» Your instructions
Find the line containing "[spot] the pink sneaker". Reproduce it and every line after it up to the end of the records, exactly as written.

(Coordinate annotation records)
____________

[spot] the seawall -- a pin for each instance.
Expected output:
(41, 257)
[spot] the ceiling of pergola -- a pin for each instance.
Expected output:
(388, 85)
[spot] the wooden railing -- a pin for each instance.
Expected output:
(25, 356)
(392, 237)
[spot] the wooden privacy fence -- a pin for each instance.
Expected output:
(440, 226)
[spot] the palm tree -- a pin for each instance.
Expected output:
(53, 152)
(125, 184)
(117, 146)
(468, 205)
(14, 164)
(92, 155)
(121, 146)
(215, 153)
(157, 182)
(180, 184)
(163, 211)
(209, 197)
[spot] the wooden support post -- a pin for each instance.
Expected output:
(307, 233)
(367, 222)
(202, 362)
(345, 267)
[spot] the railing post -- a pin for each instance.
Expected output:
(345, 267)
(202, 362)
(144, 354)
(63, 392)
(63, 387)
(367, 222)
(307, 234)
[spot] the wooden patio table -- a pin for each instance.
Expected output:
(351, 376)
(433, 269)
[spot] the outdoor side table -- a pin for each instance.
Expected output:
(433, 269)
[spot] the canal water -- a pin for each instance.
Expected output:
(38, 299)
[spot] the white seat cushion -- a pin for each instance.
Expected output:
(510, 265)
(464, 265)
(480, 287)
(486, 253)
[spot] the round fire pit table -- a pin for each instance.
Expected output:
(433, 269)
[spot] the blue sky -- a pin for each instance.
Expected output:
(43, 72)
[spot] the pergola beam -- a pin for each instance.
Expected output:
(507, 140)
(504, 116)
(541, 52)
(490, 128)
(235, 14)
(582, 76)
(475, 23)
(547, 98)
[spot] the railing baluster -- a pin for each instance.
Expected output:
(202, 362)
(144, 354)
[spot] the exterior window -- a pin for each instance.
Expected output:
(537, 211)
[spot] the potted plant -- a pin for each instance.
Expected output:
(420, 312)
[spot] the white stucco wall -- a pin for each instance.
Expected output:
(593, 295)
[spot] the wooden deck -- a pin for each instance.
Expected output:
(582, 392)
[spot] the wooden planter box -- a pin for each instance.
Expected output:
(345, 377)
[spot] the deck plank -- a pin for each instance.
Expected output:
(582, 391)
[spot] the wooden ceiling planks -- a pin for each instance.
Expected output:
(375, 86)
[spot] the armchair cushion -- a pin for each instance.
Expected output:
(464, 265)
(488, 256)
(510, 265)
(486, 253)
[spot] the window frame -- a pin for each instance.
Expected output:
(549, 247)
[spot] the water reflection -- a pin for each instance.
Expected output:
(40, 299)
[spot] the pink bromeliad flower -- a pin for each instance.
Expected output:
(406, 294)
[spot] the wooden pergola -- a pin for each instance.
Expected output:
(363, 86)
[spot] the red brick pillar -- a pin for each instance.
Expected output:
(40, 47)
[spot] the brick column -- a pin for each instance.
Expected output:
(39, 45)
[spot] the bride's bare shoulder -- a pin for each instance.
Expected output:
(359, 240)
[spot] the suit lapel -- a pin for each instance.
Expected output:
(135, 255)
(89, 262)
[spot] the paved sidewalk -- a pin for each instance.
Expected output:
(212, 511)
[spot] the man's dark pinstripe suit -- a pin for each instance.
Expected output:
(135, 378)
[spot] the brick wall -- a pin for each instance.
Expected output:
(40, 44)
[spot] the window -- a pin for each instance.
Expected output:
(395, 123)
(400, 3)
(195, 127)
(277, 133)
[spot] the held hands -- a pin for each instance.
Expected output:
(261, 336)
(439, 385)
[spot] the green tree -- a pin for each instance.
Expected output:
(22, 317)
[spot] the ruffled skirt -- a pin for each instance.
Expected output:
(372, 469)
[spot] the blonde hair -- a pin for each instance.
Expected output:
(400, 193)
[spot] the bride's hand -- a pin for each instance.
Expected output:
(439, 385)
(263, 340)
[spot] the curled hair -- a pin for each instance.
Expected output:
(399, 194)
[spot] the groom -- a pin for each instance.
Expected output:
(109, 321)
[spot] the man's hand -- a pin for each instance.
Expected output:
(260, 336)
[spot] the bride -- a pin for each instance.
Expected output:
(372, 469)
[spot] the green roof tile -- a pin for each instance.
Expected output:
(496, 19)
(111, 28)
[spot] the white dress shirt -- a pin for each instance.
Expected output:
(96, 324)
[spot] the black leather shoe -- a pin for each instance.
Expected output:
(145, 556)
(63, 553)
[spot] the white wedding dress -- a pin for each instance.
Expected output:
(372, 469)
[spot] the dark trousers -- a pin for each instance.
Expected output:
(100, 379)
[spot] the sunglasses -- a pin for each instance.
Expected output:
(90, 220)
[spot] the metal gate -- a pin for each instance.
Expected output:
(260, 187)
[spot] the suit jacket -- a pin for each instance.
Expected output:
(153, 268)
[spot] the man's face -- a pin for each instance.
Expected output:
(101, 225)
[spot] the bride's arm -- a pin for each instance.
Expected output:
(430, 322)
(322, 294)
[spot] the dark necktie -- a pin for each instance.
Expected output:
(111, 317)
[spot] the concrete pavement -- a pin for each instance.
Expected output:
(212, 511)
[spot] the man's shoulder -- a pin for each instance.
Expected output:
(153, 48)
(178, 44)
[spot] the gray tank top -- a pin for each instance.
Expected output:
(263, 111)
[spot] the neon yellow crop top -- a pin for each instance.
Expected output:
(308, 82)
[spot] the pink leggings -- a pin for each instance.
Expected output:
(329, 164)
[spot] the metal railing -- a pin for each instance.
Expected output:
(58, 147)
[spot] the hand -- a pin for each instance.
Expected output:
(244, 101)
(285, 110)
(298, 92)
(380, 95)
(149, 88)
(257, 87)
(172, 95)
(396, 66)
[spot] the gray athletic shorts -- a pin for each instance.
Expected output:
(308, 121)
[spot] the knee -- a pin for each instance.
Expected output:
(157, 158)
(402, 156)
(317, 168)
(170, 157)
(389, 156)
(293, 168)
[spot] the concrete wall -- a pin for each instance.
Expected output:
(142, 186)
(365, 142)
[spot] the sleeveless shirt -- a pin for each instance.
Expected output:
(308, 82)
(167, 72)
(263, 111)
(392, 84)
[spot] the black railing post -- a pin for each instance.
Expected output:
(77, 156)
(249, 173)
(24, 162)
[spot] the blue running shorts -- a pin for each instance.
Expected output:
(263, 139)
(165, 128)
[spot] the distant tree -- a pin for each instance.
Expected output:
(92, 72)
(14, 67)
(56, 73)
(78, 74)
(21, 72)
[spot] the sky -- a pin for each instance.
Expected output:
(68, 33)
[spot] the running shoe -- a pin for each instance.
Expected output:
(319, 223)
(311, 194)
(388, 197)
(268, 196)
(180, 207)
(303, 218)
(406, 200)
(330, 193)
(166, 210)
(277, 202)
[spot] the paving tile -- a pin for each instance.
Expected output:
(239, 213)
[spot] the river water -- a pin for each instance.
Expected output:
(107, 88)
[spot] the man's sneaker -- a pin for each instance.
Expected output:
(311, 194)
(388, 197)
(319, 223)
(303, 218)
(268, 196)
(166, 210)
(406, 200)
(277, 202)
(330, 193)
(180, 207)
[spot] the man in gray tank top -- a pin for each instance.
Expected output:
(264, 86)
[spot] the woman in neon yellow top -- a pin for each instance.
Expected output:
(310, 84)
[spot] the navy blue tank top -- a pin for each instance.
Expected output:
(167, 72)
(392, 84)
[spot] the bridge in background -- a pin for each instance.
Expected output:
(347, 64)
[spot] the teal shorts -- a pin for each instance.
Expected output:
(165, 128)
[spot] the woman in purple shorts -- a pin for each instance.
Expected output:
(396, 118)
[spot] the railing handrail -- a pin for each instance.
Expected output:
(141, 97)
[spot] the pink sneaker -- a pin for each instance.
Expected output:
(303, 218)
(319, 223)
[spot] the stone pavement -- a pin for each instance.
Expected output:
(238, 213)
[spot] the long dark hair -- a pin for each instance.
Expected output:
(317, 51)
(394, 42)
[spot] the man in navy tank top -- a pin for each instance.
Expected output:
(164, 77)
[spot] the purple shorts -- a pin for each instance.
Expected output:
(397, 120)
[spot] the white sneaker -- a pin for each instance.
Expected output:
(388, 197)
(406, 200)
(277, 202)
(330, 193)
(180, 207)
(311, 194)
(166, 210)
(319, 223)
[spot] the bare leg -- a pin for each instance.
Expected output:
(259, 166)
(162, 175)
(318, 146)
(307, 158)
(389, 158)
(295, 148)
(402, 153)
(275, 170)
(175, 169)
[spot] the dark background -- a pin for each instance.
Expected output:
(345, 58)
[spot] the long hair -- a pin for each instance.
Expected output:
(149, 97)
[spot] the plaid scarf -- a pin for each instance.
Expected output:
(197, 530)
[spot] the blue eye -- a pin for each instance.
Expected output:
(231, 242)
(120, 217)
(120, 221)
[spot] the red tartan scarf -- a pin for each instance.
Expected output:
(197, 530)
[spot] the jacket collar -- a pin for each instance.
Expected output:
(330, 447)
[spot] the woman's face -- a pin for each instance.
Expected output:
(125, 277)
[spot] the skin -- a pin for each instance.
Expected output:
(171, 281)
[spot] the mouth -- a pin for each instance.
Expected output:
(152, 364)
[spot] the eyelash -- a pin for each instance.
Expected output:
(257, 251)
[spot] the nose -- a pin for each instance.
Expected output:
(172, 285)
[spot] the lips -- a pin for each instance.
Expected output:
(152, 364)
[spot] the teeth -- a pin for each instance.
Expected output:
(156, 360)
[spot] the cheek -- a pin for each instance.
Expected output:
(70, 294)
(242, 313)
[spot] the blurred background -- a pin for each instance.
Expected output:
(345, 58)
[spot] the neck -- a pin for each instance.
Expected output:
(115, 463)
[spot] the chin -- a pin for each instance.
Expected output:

____________

» Answer to the exercise
[spot] the pink sneaker -- a pin for each instance.
Expected output:
(303, 218)
(319, 223)
[spot] the stone pavement -- a pin for each instance.
Expected output:
(238, 213)
[spot] the long dark hair -- a pin for each instance.
Expected output:
(317, 51)
(394, 42)
[spot] the man in navy tank top -- a pin for each instance.
Expected output:
(164, 77)
[spot] the purple shorts -- a pin for each instance.
Expected output:
(397, 120)
[spot] the white sneaker -- a pin for each instance.
Expected output:
(388, 197)
(406, 200)
(277, 202)
(330, 193)
(180, 207)
(311, 194)
(166, 210)
(319, 223)
[spot] the bare leg -- a pin for each instance.
Expected output:
(259, 166)
(162, 175)
(318, 146)
(307, 158)
(389, 158)
(295, 148)
(402, 153)
(275, 170)
(175, 169)
[spot] the dark background -- a pin for each instance.
Expected output:
(345, 58)
[spot] the long hair -- a pin for each instance.
Expected output:
(149, 97)
[spot] the plaid scarf -- a pin for each instance.
Expected output:
(197, 530)
[spot] the blue eye -- a pin for each instance.
Expected output:
(231, 242)
(120, 217)
(120, 221)
[spot] the red tartan scarf -- a pin for each instance.
Expected output:
(197, 530)
[spot] the jacket collar -- a pin for each instance.
Expected output:
(330, 447)
[spot] the woman's face -- a pin for each instance.
Expected output:
(125, 277)
[spot] the skin -- a pin for each instance.
Expected output:
(171, 281)
[spot] the mouth -- a pin for each instance.
Expected output:
(152, 364)
[spot] the eyelash -- a pin for each instance.
Expected output:
(257, 251)
[spot] the nose -- a pin for each instance.
Expected output:
(172, 285)
[spot] the lips -- a pin for each instance.
Expected output:
(152, 364)
[spot] the teeth -- a pin for each instance.
Expected output:
(156, 360)
[spot] the cheek -- a pin for each instance.
Expected output:
(70, 294)
(242, 313)
[spot] the blurred background -- a pin for each instance.
Expected output:
(345, 58)
[spot] the neck -- a pin for each instance.
Expected output:
(115, 463)
[spot] the chin -- a pin for each instance.
Expected output:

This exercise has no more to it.